[START OF Selected passage]

5G_GaN2 will propose a key breakthrough fulfilling this requirement. By proposing a Wafer Level Packaging integration of Heterogeneous technologies, it will support exceptionally dense packaging compatible of 3D Antenna integration.

5 Proposed concept

To support the demand in increasing peak and mobile data rate, 5G oriented systems are moving to higher frequencies. This trend requires semiconductor and packaging technologies being able to sustain:
- New architecture (beam wave forming)
- Compact RF transceiver compatible of the antenna mesh or system
- Specific design and integration intimately linked to the antenna panel
- Step up in integration to reduce RF losses at minima and improved performances
- Cost Reduction
- Mid to Mass market needs
- Flexibility and reconfiguration

These elements support the push a new strategy of integration. This is observed in many domains and market segments. It explains the participation in this project of key end users covering a large domain on the communication market.

This analysis supports the development of a technology platform having the capability to integrate different front end or Heteregenous technologies at Wafer Level. This approach has many advantages covering technical and business opportunities in Europe taking care of the industrial network requesting low to intermediate volume. The Concept proposed is “One Chip – One Front End RF” as shown in Fig. 5.1.

Fig. 5.1: Objective: One Chip – One Front RF with Heteregeous integration

No equivalent technology platform is already operating at industrial level in Europe and even in the World. We emphasize that this project plan to identify, develop all the R&D activities necessary to push technologies at the right level of readiness in line with this concept.

6 What shall be done?

The proposed concept represents a breakthrough in many domains with at lot of technical miletones to solve. In Fig. 6.1 are ilustrated technology approaches (green) to achieve desired product properties (blue).

[END OF Selected passage]
[START OF Records provided]

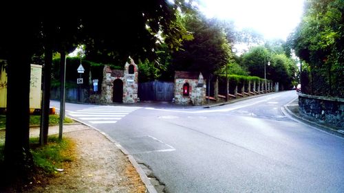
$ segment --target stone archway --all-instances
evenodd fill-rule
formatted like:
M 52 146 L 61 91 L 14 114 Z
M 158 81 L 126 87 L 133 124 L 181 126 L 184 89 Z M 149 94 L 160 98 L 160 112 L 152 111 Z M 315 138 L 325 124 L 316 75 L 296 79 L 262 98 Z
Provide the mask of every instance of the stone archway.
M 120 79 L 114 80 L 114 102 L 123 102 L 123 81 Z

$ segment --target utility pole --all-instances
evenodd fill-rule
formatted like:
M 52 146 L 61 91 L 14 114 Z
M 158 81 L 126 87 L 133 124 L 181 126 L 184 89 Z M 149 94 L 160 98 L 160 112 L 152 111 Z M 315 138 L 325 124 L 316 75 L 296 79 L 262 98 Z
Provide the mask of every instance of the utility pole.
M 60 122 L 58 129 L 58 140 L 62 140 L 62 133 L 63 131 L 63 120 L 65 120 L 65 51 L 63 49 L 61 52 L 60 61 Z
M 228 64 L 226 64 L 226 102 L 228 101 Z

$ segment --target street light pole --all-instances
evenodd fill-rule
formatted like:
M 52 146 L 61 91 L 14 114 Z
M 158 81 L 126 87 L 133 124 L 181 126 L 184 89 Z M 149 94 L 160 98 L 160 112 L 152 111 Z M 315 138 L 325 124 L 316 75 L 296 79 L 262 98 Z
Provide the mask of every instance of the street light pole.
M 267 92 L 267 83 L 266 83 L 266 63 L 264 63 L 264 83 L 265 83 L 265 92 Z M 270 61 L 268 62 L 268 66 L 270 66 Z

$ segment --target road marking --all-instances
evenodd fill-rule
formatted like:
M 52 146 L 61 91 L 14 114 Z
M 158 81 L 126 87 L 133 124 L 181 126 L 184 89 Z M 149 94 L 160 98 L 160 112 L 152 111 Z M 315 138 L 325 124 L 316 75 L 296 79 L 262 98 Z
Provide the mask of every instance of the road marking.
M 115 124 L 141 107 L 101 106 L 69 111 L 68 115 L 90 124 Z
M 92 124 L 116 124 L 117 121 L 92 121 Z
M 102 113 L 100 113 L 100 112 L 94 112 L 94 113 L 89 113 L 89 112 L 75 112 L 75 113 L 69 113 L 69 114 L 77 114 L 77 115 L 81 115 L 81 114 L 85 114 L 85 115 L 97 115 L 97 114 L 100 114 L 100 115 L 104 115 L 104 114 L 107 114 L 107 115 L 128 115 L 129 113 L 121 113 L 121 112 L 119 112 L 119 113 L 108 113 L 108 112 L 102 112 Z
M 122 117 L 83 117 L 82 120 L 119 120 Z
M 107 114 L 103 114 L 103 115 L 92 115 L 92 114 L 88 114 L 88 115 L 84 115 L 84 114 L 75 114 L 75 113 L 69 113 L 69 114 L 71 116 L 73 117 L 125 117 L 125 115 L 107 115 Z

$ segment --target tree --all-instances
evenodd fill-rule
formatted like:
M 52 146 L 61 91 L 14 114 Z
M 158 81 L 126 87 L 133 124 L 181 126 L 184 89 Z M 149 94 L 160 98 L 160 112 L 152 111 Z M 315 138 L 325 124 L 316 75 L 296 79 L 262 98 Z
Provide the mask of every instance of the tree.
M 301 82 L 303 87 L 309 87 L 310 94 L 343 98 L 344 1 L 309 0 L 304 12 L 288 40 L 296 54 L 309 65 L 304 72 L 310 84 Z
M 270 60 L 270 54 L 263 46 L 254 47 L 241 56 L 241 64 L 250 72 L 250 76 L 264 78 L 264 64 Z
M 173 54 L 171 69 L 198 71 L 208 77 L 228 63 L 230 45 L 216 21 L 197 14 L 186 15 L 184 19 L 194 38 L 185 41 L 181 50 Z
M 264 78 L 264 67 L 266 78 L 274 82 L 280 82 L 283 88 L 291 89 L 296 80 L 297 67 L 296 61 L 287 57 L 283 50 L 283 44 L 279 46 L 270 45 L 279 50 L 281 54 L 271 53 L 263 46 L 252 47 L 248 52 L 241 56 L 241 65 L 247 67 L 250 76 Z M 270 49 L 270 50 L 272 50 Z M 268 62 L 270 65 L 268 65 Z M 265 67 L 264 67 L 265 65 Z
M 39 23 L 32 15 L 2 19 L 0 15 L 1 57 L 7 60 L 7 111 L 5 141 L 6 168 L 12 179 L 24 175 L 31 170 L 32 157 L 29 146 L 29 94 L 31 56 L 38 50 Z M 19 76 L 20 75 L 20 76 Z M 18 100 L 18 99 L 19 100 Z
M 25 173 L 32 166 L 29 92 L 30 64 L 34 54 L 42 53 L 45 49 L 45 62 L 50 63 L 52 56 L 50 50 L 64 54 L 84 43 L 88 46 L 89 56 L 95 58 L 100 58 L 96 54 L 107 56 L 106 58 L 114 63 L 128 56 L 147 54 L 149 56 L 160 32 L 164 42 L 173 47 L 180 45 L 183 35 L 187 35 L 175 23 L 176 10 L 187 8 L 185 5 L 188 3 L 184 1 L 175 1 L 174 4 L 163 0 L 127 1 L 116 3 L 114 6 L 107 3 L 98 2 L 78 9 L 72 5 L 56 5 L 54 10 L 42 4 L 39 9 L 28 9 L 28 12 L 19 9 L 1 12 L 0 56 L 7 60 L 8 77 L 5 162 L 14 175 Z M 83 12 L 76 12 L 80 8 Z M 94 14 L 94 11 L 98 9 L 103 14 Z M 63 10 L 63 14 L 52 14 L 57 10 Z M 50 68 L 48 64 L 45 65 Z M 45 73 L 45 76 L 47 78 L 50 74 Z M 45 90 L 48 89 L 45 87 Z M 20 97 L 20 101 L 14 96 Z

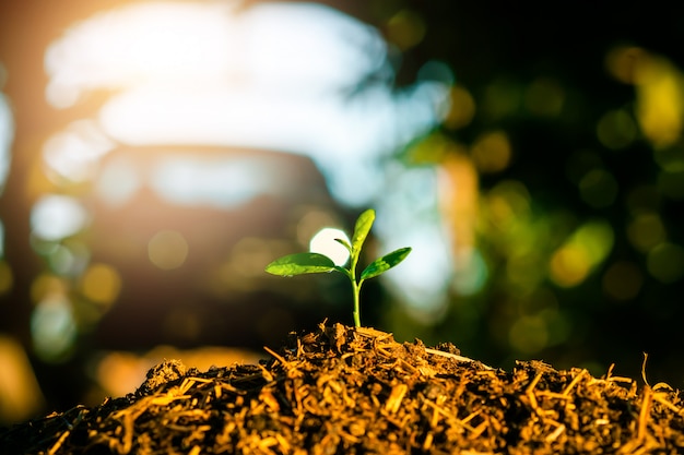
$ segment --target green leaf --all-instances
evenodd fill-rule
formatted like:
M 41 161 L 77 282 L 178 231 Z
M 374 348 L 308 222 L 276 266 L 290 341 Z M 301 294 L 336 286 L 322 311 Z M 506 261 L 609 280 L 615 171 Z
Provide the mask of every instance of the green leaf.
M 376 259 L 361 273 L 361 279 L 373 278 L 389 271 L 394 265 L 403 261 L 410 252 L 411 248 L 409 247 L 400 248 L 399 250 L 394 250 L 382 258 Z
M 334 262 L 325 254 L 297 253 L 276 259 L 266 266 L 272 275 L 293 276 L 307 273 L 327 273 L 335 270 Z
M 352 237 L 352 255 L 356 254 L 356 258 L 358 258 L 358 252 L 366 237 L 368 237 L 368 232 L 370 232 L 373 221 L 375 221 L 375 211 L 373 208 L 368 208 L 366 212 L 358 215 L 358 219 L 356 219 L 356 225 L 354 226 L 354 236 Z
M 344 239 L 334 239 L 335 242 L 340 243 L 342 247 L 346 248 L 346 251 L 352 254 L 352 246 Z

[END OF Records provided]
[START OF Records provided]

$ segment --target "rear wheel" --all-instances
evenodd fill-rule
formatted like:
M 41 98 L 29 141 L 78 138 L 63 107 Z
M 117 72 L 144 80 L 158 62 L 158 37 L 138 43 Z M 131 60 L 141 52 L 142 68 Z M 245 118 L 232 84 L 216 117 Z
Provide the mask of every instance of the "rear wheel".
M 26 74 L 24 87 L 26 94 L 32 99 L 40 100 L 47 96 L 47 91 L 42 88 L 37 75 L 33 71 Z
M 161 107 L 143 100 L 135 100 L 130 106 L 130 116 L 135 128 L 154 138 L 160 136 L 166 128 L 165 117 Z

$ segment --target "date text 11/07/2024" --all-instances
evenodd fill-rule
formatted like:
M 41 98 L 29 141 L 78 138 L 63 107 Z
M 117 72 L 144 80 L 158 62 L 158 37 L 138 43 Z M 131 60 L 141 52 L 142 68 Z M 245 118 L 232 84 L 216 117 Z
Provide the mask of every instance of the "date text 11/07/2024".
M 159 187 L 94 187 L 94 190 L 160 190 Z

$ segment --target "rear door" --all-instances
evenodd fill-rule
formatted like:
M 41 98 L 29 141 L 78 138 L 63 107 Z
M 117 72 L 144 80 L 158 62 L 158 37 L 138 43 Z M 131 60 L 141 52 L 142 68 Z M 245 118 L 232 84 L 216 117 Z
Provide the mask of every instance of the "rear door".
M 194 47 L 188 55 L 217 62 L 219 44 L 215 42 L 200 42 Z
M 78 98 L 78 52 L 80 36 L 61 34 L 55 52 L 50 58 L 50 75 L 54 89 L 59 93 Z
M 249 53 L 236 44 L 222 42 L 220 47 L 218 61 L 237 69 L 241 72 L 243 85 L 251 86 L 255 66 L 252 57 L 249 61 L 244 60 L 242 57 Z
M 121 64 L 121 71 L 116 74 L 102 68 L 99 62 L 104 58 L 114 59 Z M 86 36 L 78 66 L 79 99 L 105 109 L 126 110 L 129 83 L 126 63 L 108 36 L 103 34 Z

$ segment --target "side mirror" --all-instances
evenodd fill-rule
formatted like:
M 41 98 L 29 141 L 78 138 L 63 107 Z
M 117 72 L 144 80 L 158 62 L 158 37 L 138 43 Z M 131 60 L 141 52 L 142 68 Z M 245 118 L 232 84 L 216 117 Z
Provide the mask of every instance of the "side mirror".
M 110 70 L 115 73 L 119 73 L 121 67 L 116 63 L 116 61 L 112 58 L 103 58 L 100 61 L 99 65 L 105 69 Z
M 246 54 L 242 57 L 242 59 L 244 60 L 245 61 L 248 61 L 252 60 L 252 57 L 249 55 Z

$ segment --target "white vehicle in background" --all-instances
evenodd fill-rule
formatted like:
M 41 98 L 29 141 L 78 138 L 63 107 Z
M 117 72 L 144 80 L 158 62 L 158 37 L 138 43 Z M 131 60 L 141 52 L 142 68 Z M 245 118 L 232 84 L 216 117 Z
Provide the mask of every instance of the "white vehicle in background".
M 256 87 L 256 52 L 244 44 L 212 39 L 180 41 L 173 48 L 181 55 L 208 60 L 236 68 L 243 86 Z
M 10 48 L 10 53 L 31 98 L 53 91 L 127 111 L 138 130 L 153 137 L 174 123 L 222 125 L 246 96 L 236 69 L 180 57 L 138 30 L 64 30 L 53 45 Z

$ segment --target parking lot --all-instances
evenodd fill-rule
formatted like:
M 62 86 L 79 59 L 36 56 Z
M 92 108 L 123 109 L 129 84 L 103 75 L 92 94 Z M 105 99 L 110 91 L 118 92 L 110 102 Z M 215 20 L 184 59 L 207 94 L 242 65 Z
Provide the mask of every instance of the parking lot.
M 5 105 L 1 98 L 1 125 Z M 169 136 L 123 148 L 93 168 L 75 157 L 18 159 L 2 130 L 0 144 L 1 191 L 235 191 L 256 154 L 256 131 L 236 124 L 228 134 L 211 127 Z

[END OF Records provided]

## Problems to solve:
- 1) In the 5G_GaN2 passage, what are 5G oriented systems moving to in order to support rising peak and mobile data rates?
- 2) For each statement below, say whether it agrees with the 5G_GaN2 passage, giving yes or no and quoting the deciding words: (a) The project proposes Wafer Level Packaging integration of heterogeneous technologies. (b) An equivalent technology platform already operates at industrial level in Europe. (c) In Fig. 6.1, technology approaches are shown in blue.
- 3) Proceed with the 5G_GaN2 passage, starting after its last sentence.

## Exercise answers:
- 1) Higher frequencies.

- 2)
(a) Yes: "By proposing a Wafer Level Packaging integration of Heterogeneous technologies"
(b) No: "No equivalent technology platform is already operating at industrial level in Europe and even in the World."
(c) No: "In Fig. 6.1 are ilustrated technology approaches (green) to achieve desired product properties (blue)."

- 3)
Fig. 6.1: Concept covered by 5G_GaN2: What in blue – Approach in Green

6.1 GaN HEMT technology

GaN compound semiconductor devices are now used widely. They have been first used in optoelectronic in blue LED and Blue laser. These materials are now utilised in HEMT for microwave and also in power electronic for DC-DC power conversion.
Indeed GaN technologies have demonstrated exceptional microwave output power performances versus frequency factor of merit with proven reliability for processes mainly below 18 GHz and they are already available on the commercial market. These performances are mostly relying on high breakdown electric field (x10 compared to Si) and electron drift velocity. Fig. 6.2 shows process technology comparison of major semiconductor material used for microwave application as a function of frequency and GaN clearly surpasses all of them.

Fig. 6.2: A process technology comparison of microwave frequency range power electronics.⁽¹⁾

Fig. 6.3 shows the state-of-the-art of GaN MMIC amplifier output powers and output densities versus frequency. Highest reported results are reaching 15W in Ku band (14 GHz), 8W in Ka-Band (30 GHz) and 2W in E-Band (90 GHz). For the GaN technology, the reader has to be aware that the published results are generally reported in scientific journals and conferences and one has to be cautious regarding the actual performance in to-be-announced commercial products. Main companies addressing this segment are US (Wolfspeed (ex-Cree), Qorvo (merge of RFMD and Triquint), MACOM), Japanese (Sumitomo Elec., Fujitsu, Mitsubishi) or European (UMS, OMMIC). Except 2 (MACOM & OMMIC claiming to use also Si substrate), all companies have been developing GaN on SiC substrates for thermal dissipation considerations – SiC has a thermal conductivity of 450 Wm^-1 K^-1, i.e. similar to copper at room temperature, i.e. 3 time better than Si. Best GaN results are all today obtained using SiC substrates.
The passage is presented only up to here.